Assignment: The output should be exactly the lines from the one containing "Where can the river" through the last line of the records, and only those.
#####
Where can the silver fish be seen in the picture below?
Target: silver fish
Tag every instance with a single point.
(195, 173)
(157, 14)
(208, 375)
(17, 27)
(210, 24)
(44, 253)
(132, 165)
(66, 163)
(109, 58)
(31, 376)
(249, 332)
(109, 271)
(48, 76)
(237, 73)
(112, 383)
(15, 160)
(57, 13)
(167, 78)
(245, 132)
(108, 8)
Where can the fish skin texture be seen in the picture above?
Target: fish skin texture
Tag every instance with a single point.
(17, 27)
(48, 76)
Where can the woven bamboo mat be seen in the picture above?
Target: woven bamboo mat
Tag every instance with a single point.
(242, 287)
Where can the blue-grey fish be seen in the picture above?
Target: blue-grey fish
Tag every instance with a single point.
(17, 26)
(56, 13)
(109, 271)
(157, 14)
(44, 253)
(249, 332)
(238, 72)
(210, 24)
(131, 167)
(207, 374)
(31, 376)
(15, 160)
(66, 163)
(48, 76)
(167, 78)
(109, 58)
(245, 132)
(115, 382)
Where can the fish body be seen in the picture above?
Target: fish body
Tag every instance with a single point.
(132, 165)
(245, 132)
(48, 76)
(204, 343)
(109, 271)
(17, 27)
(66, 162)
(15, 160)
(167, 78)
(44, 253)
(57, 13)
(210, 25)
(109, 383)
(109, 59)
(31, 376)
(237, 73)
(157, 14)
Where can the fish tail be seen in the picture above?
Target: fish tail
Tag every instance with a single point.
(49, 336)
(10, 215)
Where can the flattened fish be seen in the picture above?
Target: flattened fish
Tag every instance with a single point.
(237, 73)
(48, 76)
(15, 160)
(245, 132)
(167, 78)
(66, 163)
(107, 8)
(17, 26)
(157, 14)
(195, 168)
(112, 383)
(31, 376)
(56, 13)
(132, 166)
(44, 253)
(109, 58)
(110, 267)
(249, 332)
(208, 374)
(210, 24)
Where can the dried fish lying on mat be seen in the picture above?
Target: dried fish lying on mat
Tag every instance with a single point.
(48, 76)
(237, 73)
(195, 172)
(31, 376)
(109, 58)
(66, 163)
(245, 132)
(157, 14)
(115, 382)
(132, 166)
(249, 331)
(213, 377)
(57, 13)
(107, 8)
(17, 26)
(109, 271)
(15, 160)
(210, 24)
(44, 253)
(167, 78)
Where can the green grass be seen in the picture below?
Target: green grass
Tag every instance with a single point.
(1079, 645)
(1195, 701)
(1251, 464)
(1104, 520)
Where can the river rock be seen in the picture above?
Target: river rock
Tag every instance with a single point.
#####
Result for this exercise:
Where can the river rock be seen in the picture above?
Target: river rock
Tag every instance with a single point.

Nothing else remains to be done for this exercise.